__Your instructions__
A word-for-word transcription of the listing is all that is needed.

__Data to examine__
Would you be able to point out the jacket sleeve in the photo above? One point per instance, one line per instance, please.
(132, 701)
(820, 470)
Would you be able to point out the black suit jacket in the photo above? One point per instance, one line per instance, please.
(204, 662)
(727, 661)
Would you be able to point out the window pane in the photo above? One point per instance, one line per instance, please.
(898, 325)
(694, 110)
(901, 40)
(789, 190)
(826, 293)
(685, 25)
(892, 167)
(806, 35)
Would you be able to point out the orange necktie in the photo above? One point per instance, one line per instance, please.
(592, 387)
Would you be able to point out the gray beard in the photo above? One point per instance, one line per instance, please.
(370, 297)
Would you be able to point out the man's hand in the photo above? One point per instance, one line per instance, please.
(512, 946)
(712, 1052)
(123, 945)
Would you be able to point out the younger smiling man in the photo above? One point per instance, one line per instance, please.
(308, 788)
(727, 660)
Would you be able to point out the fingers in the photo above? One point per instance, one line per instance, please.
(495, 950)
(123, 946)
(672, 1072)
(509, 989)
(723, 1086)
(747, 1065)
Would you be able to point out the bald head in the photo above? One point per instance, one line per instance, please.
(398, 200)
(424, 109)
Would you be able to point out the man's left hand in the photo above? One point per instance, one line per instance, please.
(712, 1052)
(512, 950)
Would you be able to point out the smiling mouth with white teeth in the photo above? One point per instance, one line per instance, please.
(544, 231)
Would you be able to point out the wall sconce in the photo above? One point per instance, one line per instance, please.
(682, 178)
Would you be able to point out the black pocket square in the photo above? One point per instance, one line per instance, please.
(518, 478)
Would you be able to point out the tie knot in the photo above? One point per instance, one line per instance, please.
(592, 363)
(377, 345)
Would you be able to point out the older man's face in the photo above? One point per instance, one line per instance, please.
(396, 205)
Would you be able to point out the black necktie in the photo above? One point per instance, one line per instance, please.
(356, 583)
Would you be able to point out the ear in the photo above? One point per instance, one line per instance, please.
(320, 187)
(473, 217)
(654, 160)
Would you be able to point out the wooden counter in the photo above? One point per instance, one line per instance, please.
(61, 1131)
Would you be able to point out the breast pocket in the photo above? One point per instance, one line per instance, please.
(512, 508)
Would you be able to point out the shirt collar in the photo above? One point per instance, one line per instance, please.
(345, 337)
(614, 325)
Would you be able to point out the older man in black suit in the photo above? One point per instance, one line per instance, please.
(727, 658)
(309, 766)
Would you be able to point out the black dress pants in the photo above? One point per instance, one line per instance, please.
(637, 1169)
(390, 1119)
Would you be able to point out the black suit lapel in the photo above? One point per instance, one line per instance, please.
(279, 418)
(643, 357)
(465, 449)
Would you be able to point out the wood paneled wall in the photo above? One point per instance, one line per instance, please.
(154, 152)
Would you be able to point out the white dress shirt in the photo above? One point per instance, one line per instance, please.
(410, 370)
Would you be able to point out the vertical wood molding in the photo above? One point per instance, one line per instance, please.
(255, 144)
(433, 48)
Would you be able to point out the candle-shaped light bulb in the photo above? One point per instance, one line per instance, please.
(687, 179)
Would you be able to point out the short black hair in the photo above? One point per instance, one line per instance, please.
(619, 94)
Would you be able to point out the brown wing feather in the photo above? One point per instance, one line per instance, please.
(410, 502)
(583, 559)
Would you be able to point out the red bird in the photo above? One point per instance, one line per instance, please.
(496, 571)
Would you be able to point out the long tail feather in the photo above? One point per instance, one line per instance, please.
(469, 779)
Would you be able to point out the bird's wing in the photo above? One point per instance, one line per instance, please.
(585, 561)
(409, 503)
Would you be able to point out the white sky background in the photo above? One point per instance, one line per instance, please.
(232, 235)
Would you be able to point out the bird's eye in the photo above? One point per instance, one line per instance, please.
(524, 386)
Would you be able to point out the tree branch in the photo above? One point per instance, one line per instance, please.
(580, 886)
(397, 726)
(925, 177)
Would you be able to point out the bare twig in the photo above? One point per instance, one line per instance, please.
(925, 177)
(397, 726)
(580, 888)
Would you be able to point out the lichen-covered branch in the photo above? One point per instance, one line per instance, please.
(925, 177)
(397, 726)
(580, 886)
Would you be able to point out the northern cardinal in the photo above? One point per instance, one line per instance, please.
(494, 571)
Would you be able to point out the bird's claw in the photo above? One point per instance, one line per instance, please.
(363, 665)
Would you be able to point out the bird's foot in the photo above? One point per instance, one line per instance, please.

__Solution to this task__
Would you be able to point out the jacket sleeve in the photo above? One point per instance, one line per instance, please.
(132, 701)
(820, 470)
Would you be able to point out the black suit jacket in the photo above? One point per instance, one line per instance, please.
(204, 662)
(727, 661)
Would you be able to point out the window pane in the photo above? One point per instance, one line per instance, please.
(898, 325)
(694, 110)
(901, 40)
(789, 190)
(826, 293)
(685, 25)
(892, 167)
(806, 35)
Would you be able to point out the orange necktie in the photo above? One point per instance, one line per instance, please.
(592, 387)
Would you be able to point out the gray beard in the photo above? One point per instance, one line per instance, please.
(370, 297)
Would you be able to point out the man's hand in the photo above? One point per instance, one line per instance, please.
(512, 946)
(712, 1052)
(123, 945)
Would you be able to point out the younger smiling man in the photo above? One point per instance, one line per instance, please.
(308, 788)
(727, 660)
Would you be able to point out the fingers in the photo above? One point per instance, one line per instance, please.
(495, 950)
(123, 946)
(672, 1072)
(509, 989)
(723, 1086)
(747, 1065)
Would you be able to point out the bald head in the photo above? One point per instance, one line per instance, please.
(398, 200)
(424, 109)
Would you be able to point out the man's left hand in the photo above? One point per instance, one line per instance, please.
(712, 1052)
(512, 950)
Would you be able to point out the smiling mouth with white teeth in the photo above? One point per instance, one line per instance, please.
(544, 231)
Would you be able to point out the wall sconce in the photo above? One point per instance, one line per instance, please.
(682, 178)
Would you be able to point out the black pocket square in the photo above? One point per instance, one line per instance, please.
(518, 478)
Would you be able to point out the tie knot in the photo above? One point per instance, one line per instance, please.
(592, 363)
(377, 345)
Would you be able to point out the older man's face in the photo above? One point per instance, one line per instance, please.
(396, 205)
Would you be able to point out the black necktie in the photo above? One point per instance, one line per instance, please.
(356, 583)
Would you be able to point out the ear in the photo above? One point per instance, one line per instance, please.
(320, 187)
(473, 217)
(654, 160)
Would you be able to point out the wooden counter in the photo above? One point per instance, one line per instance, please.
(61, 1131)
Would you be able to point out the breast pocket in the photo above? One point per instance, one line per instance, please.
(512, 508)
Would you be able to point out the shirt collar in the photo above? One point per instance, one line per instance, please.
(345, 337)
(614, 325)
Would you be able to point out the older man in black suit in the photo above? One point per instance, one line per instance, please.
(727, 658)
(309, 766)
Would you be able to point out the black dress pants in the photo above? One point per instance, one line per instance, please.
(637, 1169)
(390, 1119)
Would you be able to point out the black suit lapel in the photo above? One point per instance, one line per instance, please.
(279, 418)
(643, 357)
(465, 449)
Would you be able to point out the wood paneled wall in the photo above? One point per instance, one line per instance, please.
(154, 152)
Would you be able to point out the white dress shirt in the photo above? One point per instance, one line per instance, please.
(410, 370)
Would you be able to point out the vertical wood molding in the photo above? One point per instance, one line per instance, please.
(255, 144)
(433, 48)
Would you be able to point out the candle-shaped light bulb in the photo above? One point per instance, one line per instance, please.
(687, 179)
Would you be able to point out the short black hair in the photo above? One point per instance, one line per instance, please.
(619, 94)
Would you be able to point out the brown wing feather in the photo above? One point per instance, one line per instance, please.
(410, 502)
(583, 559)
Would you be able to point out the red bird in the photo above? One point per instance, one line per instance, please.
(496, 571)
Would you be able to point out the long tail feather in the photo above? One point per instance, one line per instance, please.
(469, 779)
Would you be able to point out the bird's wing in the photo above? One point per instance, one line per instance, please.
(585, 561)
(409, 503)
Would you be able to point out the white sky background in the photo above? One point per instance, one line per instance, please.
(232, 235)
Would you be able to point out the bird's eye in the photo above? One point per instance, one line per instance, please.
(524, 386)
Would you be able to point out the tree branch in the photo above? One point per instance, one line per instance, please.
(580, 886)
(397, 726)
(925, 177)
Would you be able to point out the bare twig in the photo above? One point per instance, one line per instance, please.
(925, 177)
(397, 726)
(580, 888)
Would you be able to point out the lichen-covered branch in the photo above? One point per instance, one line per instance, please.
(925, 177)
(397, 726)
(580, 886)
Would you be able to point out the northern cardinal in the photo above? One point per instance, one line per instance, please.
(494, 571)
Would you be able to point out the bird's claw in the photo above? One point per instance, one line per instance, please.
(363, 665)
Would you be able to point out the bird's foot in the photo above? One point per instance, one line per instance, please.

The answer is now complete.